◆ Directive
Could you reproduce every line from the one containing "the volvo emblem" through the last line, inclusive, with each x and y coordinate in the answers shifted up by 90?

[START]

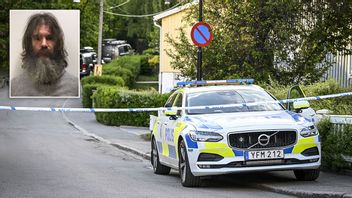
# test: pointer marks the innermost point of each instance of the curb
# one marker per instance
(303, 193)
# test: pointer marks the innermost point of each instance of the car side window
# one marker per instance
(170, 101)
(178, 103)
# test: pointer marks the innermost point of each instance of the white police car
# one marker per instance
(232, 129)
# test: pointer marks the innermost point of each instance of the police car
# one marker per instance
(213, 130)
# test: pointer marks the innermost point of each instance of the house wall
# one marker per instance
(168, 77)
(341, 69)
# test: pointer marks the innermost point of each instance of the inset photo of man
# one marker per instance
(44, 53)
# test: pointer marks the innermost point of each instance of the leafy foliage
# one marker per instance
(91, 83)
(127, 67)
(340, 105)
(335, 143)
(283, 40)
(107, 97)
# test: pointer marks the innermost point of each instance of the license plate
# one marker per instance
(267, 154)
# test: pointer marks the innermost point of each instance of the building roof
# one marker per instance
(175, 10)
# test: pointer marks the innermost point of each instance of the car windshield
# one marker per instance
(229, 97)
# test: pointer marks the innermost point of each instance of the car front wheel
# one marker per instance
(158, 168)
(187, 178)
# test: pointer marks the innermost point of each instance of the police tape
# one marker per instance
(93, 110)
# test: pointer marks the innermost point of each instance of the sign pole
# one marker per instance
(199, 52)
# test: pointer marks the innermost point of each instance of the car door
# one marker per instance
(169, 132)
(162, 130)
(296, 92)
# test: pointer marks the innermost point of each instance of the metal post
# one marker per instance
(100, 31)
(199, 52)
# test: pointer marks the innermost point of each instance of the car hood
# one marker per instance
(248, 120)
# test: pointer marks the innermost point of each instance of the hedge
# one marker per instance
(110, 80)
(91, 83)
(341, 105)
(107, 97)
(334, 145)
(127, 67)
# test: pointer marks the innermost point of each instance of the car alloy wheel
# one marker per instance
(187, 178)
(158, 168)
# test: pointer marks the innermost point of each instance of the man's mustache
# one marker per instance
(44, 52)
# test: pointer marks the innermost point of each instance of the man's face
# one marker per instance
(43, 41)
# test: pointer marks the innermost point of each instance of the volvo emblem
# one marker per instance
(263, 139)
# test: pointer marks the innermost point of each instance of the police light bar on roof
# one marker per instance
(217, 82)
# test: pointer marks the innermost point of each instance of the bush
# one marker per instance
(334, 145)
(107, 97)
(91, 83)
(110, 80)
(127, 67)
(340, 105)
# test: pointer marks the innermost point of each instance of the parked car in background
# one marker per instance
(112, 48)
(91, 51)
(86, 64)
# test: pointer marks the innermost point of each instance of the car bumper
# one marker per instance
(235, 161)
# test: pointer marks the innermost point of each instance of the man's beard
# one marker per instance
(43, 70)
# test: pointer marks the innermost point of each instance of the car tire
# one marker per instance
(187, 178)
(307, 175)
(158, 168)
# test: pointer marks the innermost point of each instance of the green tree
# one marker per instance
(139, 31)
(264, 39)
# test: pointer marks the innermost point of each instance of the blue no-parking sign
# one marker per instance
(201, 34)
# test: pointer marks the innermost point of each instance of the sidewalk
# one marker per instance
(128, 139)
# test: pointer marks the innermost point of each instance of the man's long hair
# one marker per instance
(44, 19)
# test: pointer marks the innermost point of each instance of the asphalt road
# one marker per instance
(41, 155)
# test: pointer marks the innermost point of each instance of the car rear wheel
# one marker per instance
(187, 178)
(307, 175)
(158, 168)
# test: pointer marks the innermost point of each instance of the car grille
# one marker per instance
(249, 140)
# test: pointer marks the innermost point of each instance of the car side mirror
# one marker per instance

[END]

◆ Solution
# test: pointer marks the innermost point of each instance of the volvo emblem
# one marker per instance
(353, 229)
# test: pointer marks the innermost point of each instance of the police light bar on roof
# one marker per instance
(307, 172)
# test: pointer marks the innermost point of each instance of the bush
# one marker per instance
(424, 235)
(197, 187)
(181, 173)
(200, 170)
(217, 157)
(430, 195)
# test: pointer marks the innermost point of each instance of the parked car in background
# one marker per instance
(202, 138)
(181, 141)
(176, 154)
# test: pointer marks the innermost point of each instance of the car bumper
# one marker per instance
(325, 251)
# test: pointer marks the innermost point of each instance of the man's beard
# one marker per instance
(133, 160)
# test: pointer marks the innermost point of each instance of the car tire
# one marker per instance
(277, 268)
(397, 265)
(248, 258)
# test: pointer marks the innermost point of each instance of the green tree
# one marker per instance
(229, 121)
(354, 129)
# test: pointer marks the innermost point of each instance of the blue no-parking sign
# one marker per instance
(291, 124)
# test: pointer marks the innermost point of each instance of the sidewalk
# one marker per instance
(218, 229)
# test: pointer marks the innermost point of each instance of the man's long hair
# one marker per instance
(134, 109)
# test: pointer marks the innermost point of each instance of the asphalt road
# one marker per instance
(131, 245)
# test: pointer marks the innermost point of each instance of the car rear wheel
# one marker per instance
(277, 268)
(397, 265)
(248, 258)
# test: pointer marks the innermost point of each instance of the car grille
# one marker per instance
(339, 230)
# test: pointer marks the innermost point of each instance of the car side mirror
# one marker per instance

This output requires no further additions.